### Data shown
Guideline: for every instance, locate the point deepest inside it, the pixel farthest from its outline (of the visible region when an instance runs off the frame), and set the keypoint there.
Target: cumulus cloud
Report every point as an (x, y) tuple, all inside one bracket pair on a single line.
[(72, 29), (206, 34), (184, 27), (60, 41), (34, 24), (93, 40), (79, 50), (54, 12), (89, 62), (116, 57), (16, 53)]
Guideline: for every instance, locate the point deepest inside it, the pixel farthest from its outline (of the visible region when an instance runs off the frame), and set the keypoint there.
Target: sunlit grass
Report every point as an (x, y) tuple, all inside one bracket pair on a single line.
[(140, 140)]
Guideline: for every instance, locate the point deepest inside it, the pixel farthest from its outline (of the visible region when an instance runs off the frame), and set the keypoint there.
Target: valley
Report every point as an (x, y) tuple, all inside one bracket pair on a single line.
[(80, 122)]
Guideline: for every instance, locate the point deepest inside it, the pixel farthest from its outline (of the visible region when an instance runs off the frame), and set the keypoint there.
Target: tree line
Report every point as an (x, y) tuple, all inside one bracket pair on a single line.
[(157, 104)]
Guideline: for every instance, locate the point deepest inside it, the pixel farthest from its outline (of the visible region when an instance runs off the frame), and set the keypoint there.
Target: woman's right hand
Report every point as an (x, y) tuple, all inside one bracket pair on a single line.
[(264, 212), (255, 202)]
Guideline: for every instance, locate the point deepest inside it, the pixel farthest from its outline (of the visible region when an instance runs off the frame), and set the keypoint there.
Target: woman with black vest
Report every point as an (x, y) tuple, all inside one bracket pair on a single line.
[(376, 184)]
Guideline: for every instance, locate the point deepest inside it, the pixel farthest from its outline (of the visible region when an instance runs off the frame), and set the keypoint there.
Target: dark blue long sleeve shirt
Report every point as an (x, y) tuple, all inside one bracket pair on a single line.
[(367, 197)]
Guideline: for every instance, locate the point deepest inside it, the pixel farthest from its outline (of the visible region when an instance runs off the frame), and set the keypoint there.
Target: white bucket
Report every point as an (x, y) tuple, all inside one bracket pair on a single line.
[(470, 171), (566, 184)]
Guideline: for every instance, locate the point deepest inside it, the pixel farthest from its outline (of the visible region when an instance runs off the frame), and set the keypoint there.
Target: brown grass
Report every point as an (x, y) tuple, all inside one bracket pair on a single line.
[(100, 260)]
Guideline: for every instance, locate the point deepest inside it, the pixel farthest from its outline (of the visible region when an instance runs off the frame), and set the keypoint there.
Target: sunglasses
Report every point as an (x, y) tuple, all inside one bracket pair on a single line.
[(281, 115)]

### Stated exercise
Reproduce the data above verbatim, starting at its first line and ending at the line that contains "Target: cumulus cloud".

### Result of this task
Guideline: for every instance, locate the point deepest inside it, the pixel farthest from its outline (of the visible region when an instance runs off the frame), and set the keypoint there.
Target: cumulus cloud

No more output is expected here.